**** Text shown ****

As a substitute for the usual padding of
humbug, sycophancy and second-hand ideas, he bethought himself of
philology, and he set himself to spring fragments of philological
instruction (often far from sound) upon his reader in the most unexpected
places, that his ingenuity could devise. He then began to base hopes
upon the book in proportion to its originality. At the last moment,
however, the Author grew querulous about his work, distrustful of the
reception that would be given to it, and even as to the advisability of
producing it at all. Much yet remained to be done, but for a long time
he refused, not only to forward new copy to Albemarle Street, but even to
revise the proofs of that which he had already written, and it required
all the dunning that Murray and the printer Woodfall dare apply before
_Lavengro_ with its altered sub-title (for at the last moment Borrow grew
afraid of openly avowing his identity with the speaking likeness which he
had created) could be announced as "just ready" in the _Athenaeum_ of
Dec. 14th, 1850.

**** Record list ****

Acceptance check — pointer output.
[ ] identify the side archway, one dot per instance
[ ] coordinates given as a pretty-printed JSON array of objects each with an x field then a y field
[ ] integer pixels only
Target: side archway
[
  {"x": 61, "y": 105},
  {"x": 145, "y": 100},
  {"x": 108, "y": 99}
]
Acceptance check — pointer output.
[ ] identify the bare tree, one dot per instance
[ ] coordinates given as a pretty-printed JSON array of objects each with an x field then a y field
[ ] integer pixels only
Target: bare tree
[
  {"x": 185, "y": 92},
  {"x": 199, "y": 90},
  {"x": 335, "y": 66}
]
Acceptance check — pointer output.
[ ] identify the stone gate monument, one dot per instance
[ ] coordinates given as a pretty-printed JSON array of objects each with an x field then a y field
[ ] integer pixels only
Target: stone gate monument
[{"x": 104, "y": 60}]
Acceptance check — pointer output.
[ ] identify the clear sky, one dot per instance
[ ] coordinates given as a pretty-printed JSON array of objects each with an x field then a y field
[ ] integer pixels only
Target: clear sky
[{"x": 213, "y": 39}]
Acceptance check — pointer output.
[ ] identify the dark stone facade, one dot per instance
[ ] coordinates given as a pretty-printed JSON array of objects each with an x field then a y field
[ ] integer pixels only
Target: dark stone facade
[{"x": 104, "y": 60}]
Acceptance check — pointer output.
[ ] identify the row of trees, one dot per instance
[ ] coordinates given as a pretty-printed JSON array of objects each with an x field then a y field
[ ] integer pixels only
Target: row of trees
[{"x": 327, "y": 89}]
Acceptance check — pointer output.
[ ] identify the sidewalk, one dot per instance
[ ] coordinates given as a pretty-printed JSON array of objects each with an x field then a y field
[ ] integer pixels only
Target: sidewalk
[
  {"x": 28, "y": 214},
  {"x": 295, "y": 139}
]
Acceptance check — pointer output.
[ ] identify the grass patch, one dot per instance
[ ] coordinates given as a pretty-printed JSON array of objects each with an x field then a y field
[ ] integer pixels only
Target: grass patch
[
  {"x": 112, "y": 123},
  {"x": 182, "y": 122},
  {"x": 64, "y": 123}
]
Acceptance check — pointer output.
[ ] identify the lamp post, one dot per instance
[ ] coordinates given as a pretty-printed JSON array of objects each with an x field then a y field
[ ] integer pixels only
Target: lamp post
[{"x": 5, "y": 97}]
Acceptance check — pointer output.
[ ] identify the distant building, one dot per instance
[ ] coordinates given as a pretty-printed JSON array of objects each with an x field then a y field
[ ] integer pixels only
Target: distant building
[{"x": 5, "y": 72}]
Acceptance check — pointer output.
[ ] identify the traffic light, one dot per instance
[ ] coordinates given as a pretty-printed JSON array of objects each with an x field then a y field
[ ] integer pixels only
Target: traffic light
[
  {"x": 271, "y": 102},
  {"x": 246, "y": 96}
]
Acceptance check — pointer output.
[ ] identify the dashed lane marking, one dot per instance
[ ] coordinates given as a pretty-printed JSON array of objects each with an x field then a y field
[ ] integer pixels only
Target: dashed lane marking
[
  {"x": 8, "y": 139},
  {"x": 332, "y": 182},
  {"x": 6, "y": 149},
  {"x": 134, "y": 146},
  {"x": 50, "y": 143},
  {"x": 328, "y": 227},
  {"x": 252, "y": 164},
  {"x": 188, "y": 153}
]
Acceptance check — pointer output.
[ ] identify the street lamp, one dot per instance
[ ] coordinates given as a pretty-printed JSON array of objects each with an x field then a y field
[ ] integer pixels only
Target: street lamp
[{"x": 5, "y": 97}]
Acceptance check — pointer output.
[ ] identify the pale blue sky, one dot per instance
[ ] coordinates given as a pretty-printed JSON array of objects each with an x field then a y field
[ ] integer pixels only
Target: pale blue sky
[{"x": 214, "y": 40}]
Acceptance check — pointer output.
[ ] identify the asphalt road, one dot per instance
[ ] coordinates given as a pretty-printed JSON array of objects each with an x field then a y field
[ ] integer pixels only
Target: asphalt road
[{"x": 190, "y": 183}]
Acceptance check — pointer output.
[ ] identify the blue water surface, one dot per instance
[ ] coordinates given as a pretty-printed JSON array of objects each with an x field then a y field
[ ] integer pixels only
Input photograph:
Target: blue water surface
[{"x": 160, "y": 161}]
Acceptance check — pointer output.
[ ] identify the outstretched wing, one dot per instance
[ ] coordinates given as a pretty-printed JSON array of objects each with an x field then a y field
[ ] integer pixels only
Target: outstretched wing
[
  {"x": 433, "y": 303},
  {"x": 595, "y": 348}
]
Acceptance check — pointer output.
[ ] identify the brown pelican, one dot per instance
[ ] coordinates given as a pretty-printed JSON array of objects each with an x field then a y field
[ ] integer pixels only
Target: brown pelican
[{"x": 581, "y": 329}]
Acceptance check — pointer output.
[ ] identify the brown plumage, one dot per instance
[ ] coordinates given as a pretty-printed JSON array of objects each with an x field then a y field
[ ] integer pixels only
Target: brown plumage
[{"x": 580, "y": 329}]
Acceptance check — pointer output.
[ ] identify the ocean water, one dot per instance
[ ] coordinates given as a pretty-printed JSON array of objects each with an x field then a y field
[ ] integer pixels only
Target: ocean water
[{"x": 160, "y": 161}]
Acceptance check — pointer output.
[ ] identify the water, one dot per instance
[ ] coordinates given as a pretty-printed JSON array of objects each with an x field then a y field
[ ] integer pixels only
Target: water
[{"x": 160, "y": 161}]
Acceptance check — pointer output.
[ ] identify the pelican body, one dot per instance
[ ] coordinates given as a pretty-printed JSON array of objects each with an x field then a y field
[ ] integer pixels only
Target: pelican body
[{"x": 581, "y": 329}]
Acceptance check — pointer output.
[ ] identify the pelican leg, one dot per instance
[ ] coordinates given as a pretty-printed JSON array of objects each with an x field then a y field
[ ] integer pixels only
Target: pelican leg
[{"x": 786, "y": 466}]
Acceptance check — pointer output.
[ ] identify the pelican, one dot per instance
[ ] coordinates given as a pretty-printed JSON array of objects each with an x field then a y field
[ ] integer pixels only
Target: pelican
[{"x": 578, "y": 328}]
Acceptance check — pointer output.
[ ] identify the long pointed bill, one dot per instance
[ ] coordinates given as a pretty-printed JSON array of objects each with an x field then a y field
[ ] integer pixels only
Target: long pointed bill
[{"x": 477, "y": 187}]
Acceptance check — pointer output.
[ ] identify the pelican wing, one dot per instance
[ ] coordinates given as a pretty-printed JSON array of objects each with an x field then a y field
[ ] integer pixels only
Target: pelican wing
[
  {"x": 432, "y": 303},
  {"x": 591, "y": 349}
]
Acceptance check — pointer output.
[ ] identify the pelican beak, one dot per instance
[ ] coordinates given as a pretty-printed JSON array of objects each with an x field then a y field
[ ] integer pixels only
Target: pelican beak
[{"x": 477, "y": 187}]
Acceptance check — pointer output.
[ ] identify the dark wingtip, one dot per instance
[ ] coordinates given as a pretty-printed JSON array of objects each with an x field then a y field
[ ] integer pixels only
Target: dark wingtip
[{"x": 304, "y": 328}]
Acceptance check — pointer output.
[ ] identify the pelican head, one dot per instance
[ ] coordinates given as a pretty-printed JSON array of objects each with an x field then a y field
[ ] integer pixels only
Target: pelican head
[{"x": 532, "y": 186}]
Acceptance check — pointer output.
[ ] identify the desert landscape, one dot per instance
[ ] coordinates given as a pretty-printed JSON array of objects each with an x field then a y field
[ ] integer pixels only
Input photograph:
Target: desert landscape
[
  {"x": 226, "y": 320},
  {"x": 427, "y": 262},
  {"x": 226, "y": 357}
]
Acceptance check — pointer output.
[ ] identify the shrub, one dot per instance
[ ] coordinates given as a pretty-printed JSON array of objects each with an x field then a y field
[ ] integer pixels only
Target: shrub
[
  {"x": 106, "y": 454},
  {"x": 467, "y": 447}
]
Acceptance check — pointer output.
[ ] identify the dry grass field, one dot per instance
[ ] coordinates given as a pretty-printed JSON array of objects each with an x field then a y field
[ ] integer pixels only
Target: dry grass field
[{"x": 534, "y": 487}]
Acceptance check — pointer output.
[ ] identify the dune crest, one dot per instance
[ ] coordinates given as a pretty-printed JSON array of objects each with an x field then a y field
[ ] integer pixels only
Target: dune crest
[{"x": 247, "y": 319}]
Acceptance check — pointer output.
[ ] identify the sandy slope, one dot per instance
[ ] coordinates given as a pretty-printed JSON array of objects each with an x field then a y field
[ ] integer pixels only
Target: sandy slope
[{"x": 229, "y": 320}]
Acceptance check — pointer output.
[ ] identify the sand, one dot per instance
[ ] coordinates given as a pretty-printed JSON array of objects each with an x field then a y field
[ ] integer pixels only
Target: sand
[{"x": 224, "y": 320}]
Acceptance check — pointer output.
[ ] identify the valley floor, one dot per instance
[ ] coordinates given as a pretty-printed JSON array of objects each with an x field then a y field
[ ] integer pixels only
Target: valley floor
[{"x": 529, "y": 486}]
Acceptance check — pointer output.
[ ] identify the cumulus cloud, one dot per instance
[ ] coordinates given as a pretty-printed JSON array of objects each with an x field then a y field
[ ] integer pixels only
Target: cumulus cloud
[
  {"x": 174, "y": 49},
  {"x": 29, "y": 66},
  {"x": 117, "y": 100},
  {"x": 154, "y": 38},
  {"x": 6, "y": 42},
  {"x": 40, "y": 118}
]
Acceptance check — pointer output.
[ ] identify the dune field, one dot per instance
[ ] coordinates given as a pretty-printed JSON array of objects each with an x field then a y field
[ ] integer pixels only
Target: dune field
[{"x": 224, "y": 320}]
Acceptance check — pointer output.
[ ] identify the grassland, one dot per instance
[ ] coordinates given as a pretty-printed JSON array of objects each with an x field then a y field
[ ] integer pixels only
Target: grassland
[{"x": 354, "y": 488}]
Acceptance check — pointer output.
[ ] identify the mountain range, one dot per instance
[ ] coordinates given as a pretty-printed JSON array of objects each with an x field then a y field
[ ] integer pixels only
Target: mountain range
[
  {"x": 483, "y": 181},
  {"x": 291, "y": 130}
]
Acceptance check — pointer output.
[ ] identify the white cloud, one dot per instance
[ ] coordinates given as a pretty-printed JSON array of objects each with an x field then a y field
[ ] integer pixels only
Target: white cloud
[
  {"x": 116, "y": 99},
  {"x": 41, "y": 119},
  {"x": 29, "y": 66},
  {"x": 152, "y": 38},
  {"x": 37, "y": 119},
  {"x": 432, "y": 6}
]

****

* [Written task A] Could you output the passage on Lavengro in full, word for word?
* [Written task B] Can you find every line of the records that contains the string "bare" and copy each one? Matching is case-sensitive.
The passage on Lavengro and the records are unrelated material.

* [Result A]
As a substitute for the usual padding of
humbug, sycophancy and second-hand ideas, he bethought himself of
philology, and he set himself to spring fragments of philological
instruction (often far from sound) upon his reader in the most unexpected
places, that his ingenuity could devise. He then began to base hopes
upon the book in proportion to its originality. At the last moment,
however, the Author grew querulous about his work, distrustful of the
reception that would be given to it, and even as to the advisability of
producing it at all. Much yet remained to be done, but for a long time
he refused, not only to forward new copy to Albemarle Street, but even to
revise the proofs of that which he had already written, and it required
all the dunning that Murray and the printer Woodfall dare apply before
_Lavengro_ with its altered sub-title (for at the last moment Borrow grew
afraid of openly avowing his identity with the speaking likeness which he
had created) could be announced as "just ready" in the _Athenaeum_ of
Dec. 14th, 1850.

* [Result B]
[ ] identify the bare tree, one dot per instance
Target: bare tree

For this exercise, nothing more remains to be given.